• **The problem**
Repeat everything in the records from the line containing "Should you be willing to segment every instance of the thin" down to the line containing "151], [108, 149]]", both of those lines included.

• **Material for this exercise**
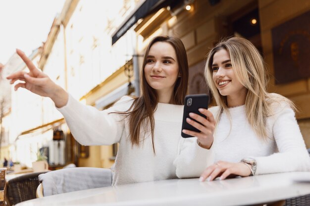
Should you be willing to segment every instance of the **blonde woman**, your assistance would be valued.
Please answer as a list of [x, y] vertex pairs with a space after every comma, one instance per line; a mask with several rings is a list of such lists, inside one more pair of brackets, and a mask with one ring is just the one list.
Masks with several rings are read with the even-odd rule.
[[[189, 122], [209, 133], [181, 145], [181, 155], [174, 162], [179, 177], [200, 175], [203, 181], [310, 170], [294, 104], [267, 92], [266, 75], [262, 57], [247, 40], [232, 38], [210, 51], [205, 77], [218, 105], [209, 109], [215, 121], [194, 115], [203, 125]], [[206, 157], [210, 150], [213, 157]]]

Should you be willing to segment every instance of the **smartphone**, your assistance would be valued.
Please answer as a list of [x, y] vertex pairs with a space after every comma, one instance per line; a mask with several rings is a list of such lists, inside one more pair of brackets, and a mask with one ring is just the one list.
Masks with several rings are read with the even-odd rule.
[[[206, 116], [201, 113], [198, 109], [204, 108], [207, 109], [209, 103], [209, 96], [206, 94], [191, 94], [185, 96], [184, 101], [184, 110], [183, 112], [183, 118], [182, 124], [182, 130], [187, 129], [189, 130], [200, 132], [200, 131], [187, 123], [186, 118], [188, 118], [194, 121], [195, 120], [192, 119], [189, 115], [190, 113], [197, 114], [206, 118]], [[197, 121], [196, 121], [197, 122]], [[182, 132], [181, 136], [184, 138], [192, 137], [193, 136], [185, 134]]]

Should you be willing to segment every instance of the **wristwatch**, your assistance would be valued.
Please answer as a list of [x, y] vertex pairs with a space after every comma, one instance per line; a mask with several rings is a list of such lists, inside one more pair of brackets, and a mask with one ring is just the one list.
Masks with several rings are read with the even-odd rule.
[[250, 167], [251, 174], [250, 176], [253, 176], [255, 175], [256, 172], [256, 167], [257, 166], [257, 163], [256, 160], [253, 158], [244, 158], [240, 161], [242, 163], [246, 163], [249, 165]]

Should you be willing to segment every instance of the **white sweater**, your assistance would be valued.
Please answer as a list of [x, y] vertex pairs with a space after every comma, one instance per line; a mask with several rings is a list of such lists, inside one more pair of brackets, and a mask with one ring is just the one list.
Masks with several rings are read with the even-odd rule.
[[[99, 111], [82, 105], [69, 95], [67, 105], [58, 110], [80, 143], [101, 145], [119, 143], [113, 185], [177, 178], [173, 162], [179, 153], [179, 141], [183, 139], [183, 106], [158, 104], [154, 113], [155, 155], [150, 131], [142, 131], [140, 137], [146, 132], [145, 139], [139, 147], [132, 147], [128, 118], [123, 120], [121, 115], [108, 114], [127, 111], [133, 102], [131, 97], [124, 96], [112, 107]], [[205, 152], [202, 148], [200, 151]]]
[[[207, 165], [214, 162], [237, 163], [245, 158], [256, 160], [256, 174], [258, 175], [310, 171], [310, 158], [294, 111], [285, 104], [274, 107], [274, 115], [266, 120], [268, 134], [266, 140], [258, 137], [249, 124], [245, 105], [229, 109], [231, 122], [223, 112], [210, 149], [213, 151], [214, 162], [210, 163], [205, 160], [202, 164], [199, 160], [206, 159], [205, 156], [208, 155], [207, 153], [209, 152], [205, 150], [206, 154], [200, 151], [198, 154], [196, 142], [187, 140], [188, 142], [181, 146], [181, 154], [174, 162], [178, 177], [199, 177]], [[211, 107], [209, 110], [215, 118], [219, 107]]]

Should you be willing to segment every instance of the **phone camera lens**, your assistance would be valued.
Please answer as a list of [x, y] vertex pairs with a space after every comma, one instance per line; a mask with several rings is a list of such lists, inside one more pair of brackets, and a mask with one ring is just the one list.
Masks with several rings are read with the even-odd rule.
[[189, 107], [192, 105], [192, 98], [190, 98], [187, 100], [187, 102], [186, 103], [186, 105]]

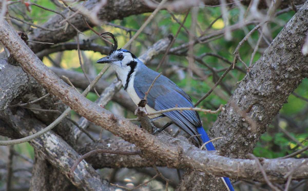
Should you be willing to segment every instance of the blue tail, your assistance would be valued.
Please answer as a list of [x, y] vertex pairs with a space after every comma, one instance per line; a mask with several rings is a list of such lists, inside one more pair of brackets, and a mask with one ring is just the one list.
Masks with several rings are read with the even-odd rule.
[[[197, 128], [197, 131], [198, 133], [201, 134], [201, 139], [203, 143], [205, 143], [210, 140], [210, 138], [209, 137], [209, 136], [206, 133], [206, 132], [204, 130], [204, 129], [202, 127], [199, 127]], [[213, 145], [213, 144], [212, 142], [210, 142], [205, 145], [205, 147], [206, 150], [208, 151], [213, 151], [215, 150], [215, 148]], [[234, 189], [231, 184], [231, 182], [229, 178], [227, 177], [221, 177], [222, 179], [224, 182], [224, 183], [226, 185], [226, 186], [228, 186], [229, 189], [230, 191], [234, 191]]]

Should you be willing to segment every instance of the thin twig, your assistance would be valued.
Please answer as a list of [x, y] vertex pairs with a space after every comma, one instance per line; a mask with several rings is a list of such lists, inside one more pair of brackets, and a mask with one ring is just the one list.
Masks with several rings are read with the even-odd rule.
[[95, 149], [91, 151], [82, 155], [74, 163], [71, 168], [71, 174], [72, 176], [74, 176], [74, 171], [78, 166], [78, 164], [82, 161], [84, 159], [88, 157], [95, 154], [98, 153], [107, 153], [113, 154], [116, 155], [136, 155], [141, 153], [141, 150], [138, 150], [136, 151], [116, 151], [108, 149]]
[[[170, 43], [170, 44], [169, 44], [169, 46], [168, 46], [168, 47], [167, 48], [167, 49], [166, 50], [166, 52], [164, 55], [164, 56], [163, 57], [163, 58], [162, 58], [161, 60], [160, 60], [160, 62], [158, 64], [158, 65], [157, 66], [157, 67], [156, 67], [156, 69], [155, 70], [155, 71], [157, 71], [158, 70], [158, 69], [160, 67], [160, 66], [162, 64], [163, 62], [164, 62], [164, 60], [165, 59], [166, 57], [167, 56], [167, 55], [168, 54], [168, 53], [169, 52], [169, 51], [170, 50], [170, 49], [171, 48], [171, 47], [172, 46], [172, 45], [175, 41], [175, 40], [176, 39], [176, 37], [177, 37], [178, 35], [180, 33], [180, 32], [181, 31], [181, 29], [183, 26], [184, 23], [185, 22], [186, 19], [187, 18], [187, 16], [188, 16], [188, 14], [189, 13], [190, 11], [190, 9], [187, 11], [187, 12], [186, 14], [186, 15], [185, 15], [185, 17], [184, 17], [184, 19], [183, 19], [183, 21], [182, 22], [182, 23], [181, 23], [181, 25], [179, 27], [179, 29], [177, 30], [177, 31], [176, 31], [176, 34], [175, 36], [174, 37], [173, 37], [173, 39], [172, 39], [172, 41]], [[171, 12], [169, 13], [170, 14], [171, 14]], [[172, 14], [171, 15], [172, 15], [172, 17], [174, 17], [174, 18], [176, 19], [176, 18], [175, 18], [175, 17], [174, 17], [173, 14]], [[187, 33], [189, 34], [189, 33], [188, 32]]]
[[308, 146], [306, 146], [305, 147], [303, 148], [302, 148], [300, 149], [298, 151], [296, 151], [295, 152], [294, 152], [293, 153], [291, 153], [290, 155], [288, 155], [282, 157], [280, 157], [277, 158], [284, 159], [285, 159], [288, 158], [291, 158], [291, 157], [295, 156], [298, 155], [299, 155], [302, 152], [304, 152], [307, 150], [308, 150]]
[[144, 29], [144, 28], [145, 28], [145, 27], [148, 25], [148, 24], [150, 22], [150, 21], [151, 21], [152, 19], [154, 18], [154, 16], [155, 16], [155, 15], [157, 14], [157, 13], [158, 12], [158, 11], [160, 10], [160, 9], [162, 7], [163, 5], [164, 5], [164, 3], [165, 3], [167, 1], [167, 0], [163, 0], [160, 2], [160, 3], [157, 7], [155, 9], [155, 10], [154, 10], [154, 11], [153, 11], [153, 13], [152, 13], [151, 15], [150, 15], [150, 16], [149, 16], [148, 18], [148, 19], [147, 19], [147, 20], [145, 21], [145, 22], [144, 23], [143, 23], [143, 24], [140, 27], [139, 29], [138, 30], [138, 31], [136, 33], [136, 34], [135, 34], [135, 35], [133, 36], [133, 37], [132, 37], [132, 38], [129, 41], [128, 41], [128, 42], [127, 42], [125, 45], [123, 46], [122, 48], [123, 49], [125, 49], [130, 45], [132, 43], [135, 39], [136, 39], [137, 37], [140, 34], [140, 33], [141, 33], [141, 32]]
[[211, 110], [210, 109], [204, 109], [196, 108], [172, 108], [167, 109], [160, 110], [157, 112], [153, 112], [152, 113], [146, 113], [146, 115], [147, 116], [152, 116], [154, 115], [157, 115], [157, 114], [163, 113], [166, 112], [171, 112], [172, 111], [182, 111], [184, 110], [190, 110], [192, 111], [198, 111], [199, 112], [203, 112], [209, 113], [214, 114], [217, 113], [219, 112], [219, 111], [221, 111], [220, 108], [219, 108], [217, 110], [213, 111]]
[[[95, 79], [92, 81], [91, 83], [88, 86], [84, 91], [83, 91], [83, 92], [82, 94], [83, 96], [85, 96], [89, 92], [90, 92], [90, 90], [92, 88], [94, 85], [95, 85], [95, 84], [102, 77], [103, 75], [105, 73], [106, 71], [109, 68], [109, 65], [106, 65], [104, 67], [104, 68], [96, 76]], [[61, 121], [64, 118], [66, 117], [67, 115], [70, 112], [71, 110], [69, 108], [67, 108], [61, 115], [52, 123], [51, 124], [38, 132], [23, 138], [9, 140], [0, 140], [0, 145], [7, 146], [13, 144], [16, 144], [24, 143], [25, 142], [27, 142], [33, 139], [34, 139], [50, 131], [52, 128]]]
[[[233, 54], [235, 55], [234, 58], [234, 59], [233, 61], [233, 68], [234, 68], [234, 65], [235, 64], [235, 63], [237, 63], [237, 60], [239, 59], [240, 59], [240, 54], [239, 53], [239, 51], [240, 50], [240, 48], [241, 48], [242, 46], [243, 46], [243, 44], [247, 40], [248, 40], [248, 38], [251, 36], [253, 33], [254, 33], [256, 31], [256, 30], [258, 29], [261, 26], [263, 25], [266, 22], [267, 22], [267, 21], [263, 21], [260, 23], [259, 24], [256, 26], [252, 30], [250, 31], [248, 33], [248, 34], [246, 35], [244, 37], [242, 40], [237, 45], [237, 47], [235, 49], [235, 50], [234, 51], [234, 52], [233, 53]], [[241, 60], [241, 59], [240, 60]], [[246, 66], [247, 67], [247, 66]]]
[[150, 86], [150, 87], [149, 87], [149, 89], [147, 91], [145, 92], [145, 96], [144, 96], [144, 100], [147, 99], [147, 97], [148, 96], [148, 94], [149, 92], [150, 92], [150, 90], [151, 90], [151, 88], [153, 87], [153, 85], [154, 85], [154, 83], [155, 83], [155, 81], [156, 81], [156, 80], [159, 77], [159, 76], [160, 76], [161, 75], [161, 72], [159, 74], [156, 76], [156, 77], [155, 78], [155, 79], [154, 79], [154, 80], [153, 80], [153, 82], [152, 83], [152, 84], [151, 84], [151, 85]]
[[230, 65], [230, 66], [228, 68], [228, 69], [227, 69], [227, 70], [226, 70], [226, 71], [224, 72], [224, 73], [222, 74], [222, 75], [221, 75], [221, 76], [220, 78], [219, 78], [219, 79], [218, 79], [218, 80], [217, 81], [217, 82], [216, 83], [215, 83], [215, 85], [214, 85], [214, 86], [212, 87], [212, 88], [211, 88], [211, 89], [209, 90], [209, 91], [208, 91], [208, 92], [206, 93], [206, 94], [204, 96], [202, 96], [202, 97], [200, 98], [200, 100], [198, 100], [198, 101], [197, 101], [197, 103], [196, 103], [195, 104], [195, 105], [194, 105], [194, 106], [195, 106], [195, 107], [196, 107], [196, 106], [199, 105], [199, 104], [201, 103], [201, 102], [202, 101], [203, 101], [203, 100], [204, 100], [206, 98], [206, 97], [207, 96], [209, 96], [209, 95], [210, 94], [211, 94], [211, 93], [212, 93], [212, 91], [213, 91], [214, 90], [215, 88], [216, 88], [216, 87], [217, 87], [217, 86], [218, 86], [218, 85], [219, 85], [219, 84], [221, 82], [221, 80], [222, 80], [222, 79], [223, 79], [225, 77], [225, 76], [226, 75], [227, 75], [227, 74], [228, 73], [228, 72], [229, 72], [230, 70], [232, 69], [233, 68], [233, 64], [231, 64], [231, 65]]
[[20, 102], [19, 102], [19, 103], [17, 104], [15, 104], [15, 105], [9, 105], [9, 106], [8, 106], [8, 107], [12, 107], [12, 108], [13, 108], [13, 107], [17, 107], [17, 106], [24, 106], [25, 105], [29, 105], [30, 104], [33, 104], [34, 103], [35, 103], [36, 102], [37, 102], [37, 101], [38, 101], [40, 100], [43, 100], [43, 99], [44, 99], [44, 98], [45, 98], [46, 97], [48, 96], [49, 96], [50, 95], [50, 94], [49, 93], [47, 93], [47, 94], [46, 94], [46, 95], [45, 95], [42, 96], [42, 97], [41, 97], [35, 100], [34, 100], [33, 101], [32, 101], [28, 102], [27, 102], [26, 103], [25, 103], [25, 104], [22, 104], [21, 103], [22, 103], [22, 102], [21, 101], [20, 101]]
[[260, 161], [259, 160], [259, 159], [252, 154], [249, 154], [247, 155], [249, 157], [251, 157], [251, 158], [254, 159], [255, 161], [256, 161], [256, 163], [257, 163], [258, 166], [259, 167], [259, 169], [261, 171], [261, 173], [262, 173], [262, 175], [263, 175], [263, 177], [264, 178], [265, 182], [270, 187], [272, 188], [272, 189], [274, 190], [275, 190], [275, 191], [281, 191], [281, 190], [274, 186], [273, 184], [270, 181], [270, 180], [269, 180], [268, 178], [267, 177], [267, 175], [266, 175], [266, 173], [265, 172], [265, 171], [264, 170], [264, 168], [263, 168], [263, 167], [262, 166], [262, 165], [261, 164], [261, 163], [260, 163]]
[[89, 138], [93, 141], [93, 142], [95, 142], [97, 140], [96, 139], [95, 139], [95, 138], [93, 137], [93, 136], [91, 135], [91, 134], [89, 133], [89, 132], [86, 131], [85, 129], [84, 129], [83, 128], [82, 128], [82, 127], [80, 127], [80, 125], [79, 125], [79, 124], [78, 123], [74, 120], [73, 119], [71, 119], [70, 117], [67, 117], [66, 119], [71, 121], [72, 123], [78, 127], [80, 131], [86, 135], [87, 136], [89, 137]]
[[33, 40], [28, 40], [28, 42], [30, 42], [31, 43], [39, 43], [40, 44], [55, 44], [55, 43], [45, 43], [44, 42], [39, 42], [37, 41], [33, 41]]
[[[206, 144], [207, 144], [208, 143], [209, 143], [210, 142], [212, 142], [214, 140], [217, 140], [217, 139], [223, 139], [223, 138], [224, 138], [224, 137], [223, 137], [220, 136], [220, 137], [216, 137], [216, 138], [215, 138], [213, 139], [212, 139], [211, 140], [209, 140], [209, 141], [207, 141], [207, 142], [205, 142], [205, 143], [203, 143], [203, 144], [202, 145], [202, 146], [201, 146], [201, 147], [200, 148], [200, 149], [201, 149], [201, 150], [203, 150], [203, 147], [204, 147], [204, 146], [205, 146], [205, 145]], [[205, 148], [205, 149], [206, 149], [206, 147]]]
[[[18, 17], [14, 17], [14, 16], [12, 15], [10, 15], [10, 17], [13, 19], [15, 19], [15, 20], [17, 20], [19, 21], [20, 21], [21, 22], [22, 22], [24, 23], [25, 23], [26, 24], [30, 25], [31, 26], [33, 26], [35, 27], [36, 27], [37, 28], [39, 29], [43, 29], [43, 30], [47, 30], [48, 31], [56, 31], [60, 29], [63, 29], [64, 28], [64, 26], [61, 26], [59, 28], [57, 28], [55, 29], [48, 29], [47, 28], [45, 28], [44, 27], [43, 27], [39, 25], [36, 25], [34, 24], [33, 24], [32, 22], [28, 22], [27, 21], [26, 21], [23, 19], [21, 19], [21, 18], [19, 18]], [[53, 43], [53, 44], [54, 43]]]

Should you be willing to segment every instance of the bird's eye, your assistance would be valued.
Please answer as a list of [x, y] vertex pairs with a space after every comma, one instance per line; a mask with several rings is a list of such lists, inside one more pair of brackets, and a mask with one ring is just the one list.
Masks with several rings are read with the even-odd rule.
[[119, 58], [119, 59], [122, 60], [123, 59], [123, 55], [121, 54], [119, 55], [118, 55], [118, 58]]

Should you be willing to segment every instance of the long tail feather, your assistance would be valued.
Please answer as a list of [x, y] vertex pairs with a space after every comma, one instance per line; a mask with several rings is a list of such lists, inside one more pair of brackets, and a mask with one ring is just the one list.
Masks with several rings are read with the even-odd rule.
[[[207, 134], [206, 132], [204, 130], [204, 129], [202, 127], [199, 127], [197, 128], [197, 131], [198, 133], [201, 135], [201, 139], [203, 143], [207, 142], [210, 140], [210, 138], [209, 137], [209, 136]], [[214, 145], [212, 142], [210, 142], [205, 145], [205, 148], [206, 150], [208, 151], [213, 151], [215, 150], [215, 148], [214, 147]], [[227, 188], [228, 189], [228, 191], [234, 191], [234, 189], [231, 184], [231, 182], [229, 178], [227, 177], [221, 177], [221, 180], [225, 185]]]

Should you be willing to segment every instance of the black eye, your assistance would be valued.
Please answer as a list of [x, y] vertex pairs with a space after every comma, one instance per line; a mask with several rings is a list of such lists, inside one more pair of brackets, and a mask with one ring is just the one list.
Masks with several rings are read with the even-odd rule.
[[119, 60], [122, 60], [123, 59], [123, 55], [122, 54], [120, 54], [118, 55], [118, 58], [119, 58]]

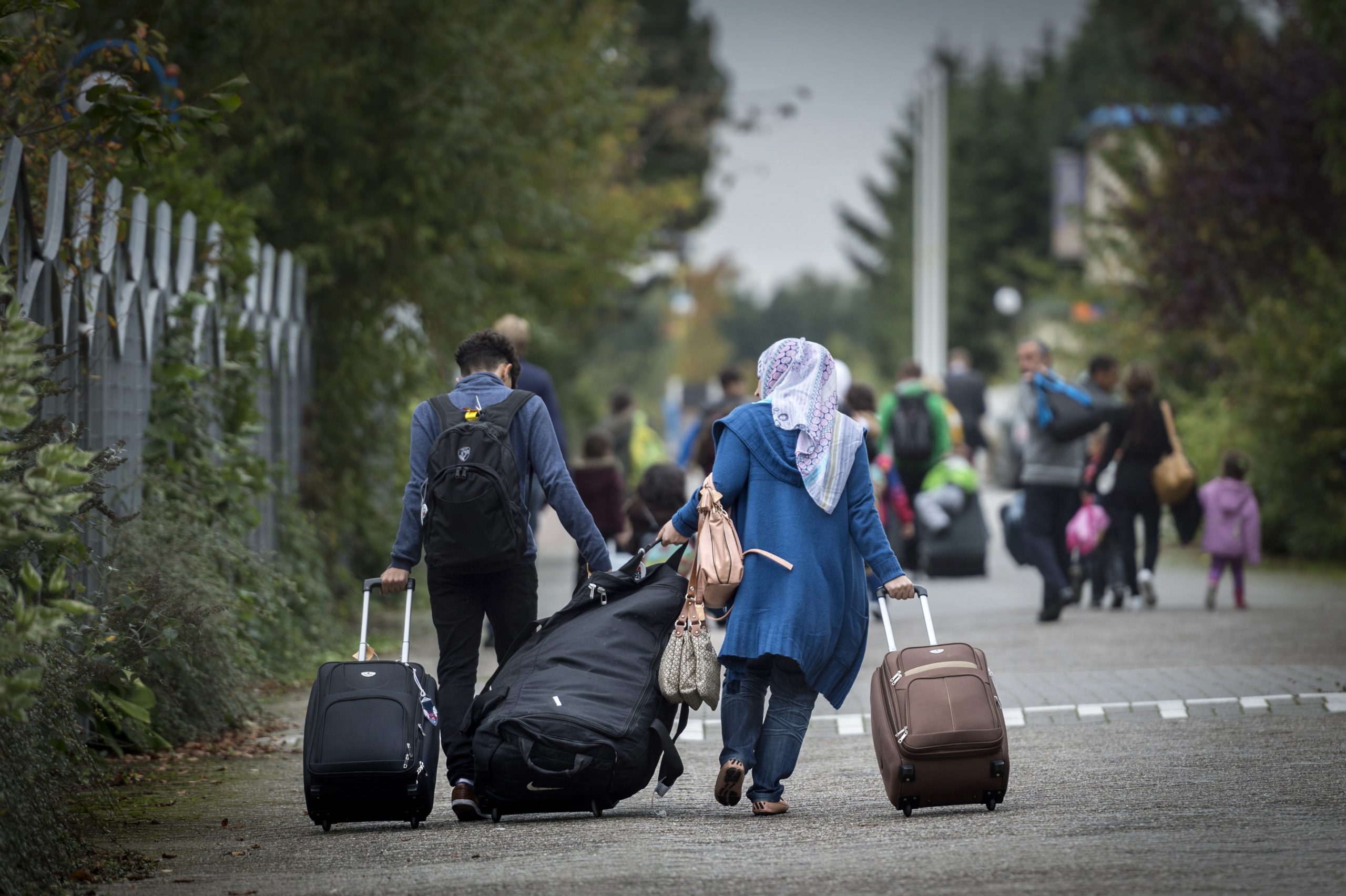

• **Solution below**
Should you be willing to segment every instance of the thin twig, your assistance would be valued.
Please answer as a list of [x, y] vertex pairs with a space after every comma, one instance per line; a mask with several rings is a list of such lists, inside one more pair of brackets, and a mask with one ring is just the one list.
Masks with several rings are read with the even-odd rule.
[[95, 149], [91, 151], [82, 155], [74, 163], [71, 168], [71, 174], [72, 176], [74, 176], [74, 171], [78, 166], [78, 164], [82, 161], [84, 159], [88, 157], [95, 154], [98, 153], [107, 153], [113, 154], [116, 155], [136, 155], [141, 153], [141, 150], [138, 150], [136, 151], [116, 151], [108, 149]]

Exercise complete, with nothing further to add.